(Data lines)
-----

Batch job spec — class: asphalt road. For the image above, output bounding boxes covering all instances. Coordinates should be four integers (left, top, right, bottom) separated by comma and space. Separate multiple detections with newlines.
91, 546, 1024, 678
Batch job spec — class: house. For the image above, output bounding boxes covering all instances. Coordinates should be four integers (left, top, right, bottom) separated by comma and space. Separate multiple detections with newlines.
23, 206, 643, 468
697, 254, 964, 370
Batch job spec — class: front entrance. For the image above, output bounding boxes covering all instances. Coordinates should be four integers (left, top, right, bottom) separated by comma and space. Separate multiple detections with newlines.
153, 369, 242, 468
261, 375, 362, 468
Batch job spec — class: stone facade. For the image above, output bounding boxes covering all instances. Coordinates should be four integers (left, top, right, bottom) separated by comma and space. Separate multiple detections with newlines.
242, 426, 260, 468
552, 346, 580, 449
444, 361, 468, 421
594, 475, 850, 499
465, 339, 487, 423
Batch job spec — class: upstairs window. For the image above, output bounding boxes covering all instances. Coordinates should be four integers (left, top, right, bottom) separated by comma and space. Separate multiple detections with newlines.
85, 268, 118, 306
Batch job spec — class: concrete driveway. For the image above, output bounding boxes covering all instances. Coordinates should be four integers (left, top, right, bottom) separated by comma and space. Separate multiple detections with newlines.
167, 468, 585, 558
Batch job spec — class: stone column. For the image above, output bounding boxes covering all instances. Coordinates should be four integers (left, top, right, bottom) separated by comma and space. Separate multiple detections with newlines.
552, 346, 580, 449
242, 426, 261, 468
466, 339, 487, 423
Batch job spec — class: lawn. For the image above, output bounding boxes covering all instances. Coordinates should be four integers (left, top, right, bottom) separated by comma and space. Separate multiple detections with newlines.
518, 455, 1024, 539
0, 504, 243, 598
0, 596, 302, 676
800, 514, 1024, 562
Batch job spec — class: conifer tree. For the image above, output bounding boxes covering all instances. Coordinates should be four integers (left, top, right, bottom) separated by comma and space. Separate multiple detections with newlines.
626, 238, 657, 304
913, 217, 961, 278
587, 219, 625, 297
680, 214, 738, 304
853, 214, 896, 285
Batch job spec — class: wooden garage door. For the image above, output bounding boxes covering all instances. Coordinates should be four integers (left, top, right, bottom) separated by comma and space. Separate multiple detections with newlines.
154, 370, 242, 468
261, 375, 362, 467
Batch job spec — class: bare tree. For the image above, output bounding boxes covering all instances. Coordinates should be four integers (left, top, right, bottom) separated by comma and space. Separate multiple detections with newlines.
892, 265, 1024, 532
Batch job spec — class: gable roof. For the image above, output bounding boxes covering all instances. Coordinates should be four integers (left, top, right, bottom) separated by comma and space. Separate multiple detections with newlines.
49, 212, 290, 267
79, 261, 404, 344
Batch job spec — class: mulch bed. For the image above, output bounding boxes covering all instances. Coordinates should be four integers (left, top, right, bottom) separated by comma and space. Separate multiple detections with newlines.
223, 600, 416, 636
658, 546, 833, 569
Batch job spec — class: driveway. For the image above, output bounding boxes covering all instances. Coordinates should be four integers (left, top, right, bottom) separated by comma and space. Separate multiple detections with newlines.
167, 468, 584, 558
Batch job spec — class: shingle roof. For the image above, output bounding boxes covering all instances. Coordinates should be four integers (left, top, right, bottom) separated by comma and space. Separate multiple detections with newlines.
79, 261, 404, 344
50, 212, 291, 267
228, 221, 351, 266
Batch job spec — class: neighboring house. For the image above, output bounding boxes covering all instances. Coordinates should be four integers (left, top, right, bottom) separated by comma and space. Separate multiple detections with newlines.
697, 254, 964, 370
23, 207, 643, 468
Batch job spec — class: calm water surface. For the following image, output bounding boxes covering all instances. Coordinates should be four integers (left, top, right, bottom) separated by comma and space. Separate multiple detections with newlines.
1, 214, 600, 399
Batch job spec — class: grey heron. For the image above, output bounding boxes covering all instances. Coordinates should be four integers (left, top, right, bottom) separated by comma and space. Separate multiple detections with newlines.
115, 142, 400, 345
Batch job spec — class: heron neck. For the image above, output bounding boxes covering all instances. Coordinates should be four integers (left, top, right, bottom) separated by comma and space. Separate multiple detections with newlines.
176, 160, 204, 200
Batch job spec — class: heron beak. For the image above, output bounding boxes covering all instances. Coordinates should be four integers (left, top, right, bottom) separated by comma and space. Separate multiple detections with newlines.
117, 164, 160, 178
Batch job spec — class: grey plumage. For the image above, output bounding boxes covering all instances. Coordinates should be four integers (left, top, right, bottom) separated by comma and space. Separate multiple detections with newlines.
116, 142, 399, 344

-----

> WHAT NEEDS TO BE DONE
Arrange all of the items above as a numbered list, leaving out any blank lines.

> REPLY TO THE TASK
1. Batch job spec — class: asphalt road. For the image above, output bounding boxes covering all instances. Coordinates should be four integers (left, top, right, bottom) separated by comma and space. Separate multiple detections with newlines.
2. 91, 546, 1024, 678
3. Batch job spec — class: house. For the image above, output bounding boxes covering all instances. Coordinates should be four integers (left, top, right, bottom) separated by comma and space. Separate multiple detections with newlines.
4. 23, 206, 643, 468
5. 697, 254, 964, 370
6. Batch job spec — class: front entrance. For the image above, output bounding boxes covering all instances. Coordinates should be four integers (left, top, right, bottom) separated by comma and space. Separate multiple detections with newlines.
7. 153, 369, 242, 468
8. 261, 375, 362, 468
9. Batch job spec — class: stone facade. For the image above, output bounding boxes covering all instances. Coordinates should be four integers (left, top, right, bottom) separated by comma and space. Separate multiple detections with newlines.
10. 242, 426, 260, 468
11. 552, 346, 580, 449
12. 444, 361, 468, 421
13. 594, 475, 850, 499
14. 465, 339, 487, 423
15. Batch job spec — class: upstairs window. For the image above, output bounding boxes covering all instances. Coordinates should be four integers (left, top, right, bottom) separated by comma and space. Separate multiple detections with newlines.
16. 85, 268, 118, 306
17. Batch job spec — class: concrete driveway. For the image above, output bounding boxes covering all instances. Coordinates should be four integers (left, top, right, bottom) separated by comma and space. Separate multiple detections with newlines.
18. 167, 468, 585, 558
19. Batch job spec — class: stone column. For the image above, output bounding boxes covering all instances. Coordinates should be four integers (left, top, right, bottom) separated by comma and space. Separate multiple detections with newlines.
20. 552, 346, 580, 449
21. 242, 426, 261, 468
22. 466, 339, 487, 423
23. Batch job spec — class: lawn. For the image above, output bounding boxes covering all instances. Coordinates should be four integers (left, top, right, bottom) separated by comma and space. Separate multiple detections with newlines.
24. 518, 455, 1024, 539
25. 0, 504, 243, 598
26. 0, 596, 302, 676
27. 800, 514, 1024, 562
28. Batch job spec — class: conifer tree. For the image above, output bounding boxes covering all instances. Coordinates should be four integers (left, top, right, bottom) separated by comma and space. Separate multiple detections with newlines.
29. 626, 238, 657, 304
30. 913, 217, 961, 278
31. 587, 219, 625, 297
32. 680, 214, 738, 304
33. 853, 214, 896, 285
34. Batch job spec — class: wooden garage door. For the image above, output bounding boxes covering all instances. Coordinates should be four integers (left, top, right, bottom) separated by comma and space. Separate multiple detections with newlines.
35. 154, 370, 242, 468
36. 261, 375, 362, 467
37. Batch job spec — class: bare tree. For the image above, output bounding boxes covering all instances. Coordinates should be four integers (left, top, right, bottom) separated by comma and space. Separate multiple detections with newlines.
38. 892, 265, 1024, 532
39. Batch job spec — class: gable roof. For the image above, output bounding boxes covering all instances. Coordinates should be four integers (left, top, right, bottom) separated by comma and space. Separate multiple detections with newlines.
40. 49, 212, 290, 267
41. 79, 261, 404, 344
42. Batch job spec — class: mulch bed. For the image above, output bounding boxes covering all instances. Coordinates should be four integers (left, top, right, bottom) separated by comma and space. Separate multiple detections with newlines.
43. 223, 600, 416, 636
44. 658, 546, 833, 569
45. Batch job spec — class: driveway. For the image above, output bounding boxes covering all instances. Coordinates should be four integers (left, top, right, bottom) separated by comma and space. Separate multiple detections with newlines.
46. 167, 468, 584, 558
47. Batch job spec — class: shingle roof. For the image above, output bounding boxes covering all instances. Coordinates should be four integers (left, top, right, bottom) separated by comma and space. Separate multiple detections with newlines.
48. 79, 261, 404, 344
49. 50, 212, 291, 267
50. 228, 221, 351, 266
51. Batch job spec — class: neighboring house. For the image above, output bounding boxes covering all instances. Coordinates should be four integers (left, top, right, bottom) separated by comma and space. Separate multiple detections with newlines.
52. 697, 254, 964, 370
53. 23, 207, 643, 468
54. Batch job spec — class: calm water surface. For the following image, output bounding boxes covering all instances. Coordinates should be four integers (left, top, right, bottom) separated by comma and space. Separate multiple detections with newlines.
55. 1, 214, 600, 399
56. Batch job spec — class: grey heron. For the image above, output bounding boxes covering all instances. Coordinates should be four integers (left, top, right, bottom) separated by comma and space. Separate multiple detections with newlines.
57. 115, 142, 400, 345
58. Batch job spec — class: heron neck. For the image above, output bounding boxes covering all instances. Coordinates should be four integers (left, top, right, bottom) separated by comma and space. Separate multiple detections with newlines.
59. 176, 160, 204, 200
60. Batch job spec — class: heron beak. For the image above, output bounding boxes covering all instances. Coordinates should be four integers (left, top, right, bottom) separated by comma and space. Separate multiple detections with newlines.
61. 117, 164, 160, 178
62. Batch job spec — class: grey plumage. For the image above, output bounding boxes covering all instances. Coordinates should be four integers (left, top, right, bottom) separated by comma and space. Separate multiple detections with newlines.
63. 116, 142, 399, 344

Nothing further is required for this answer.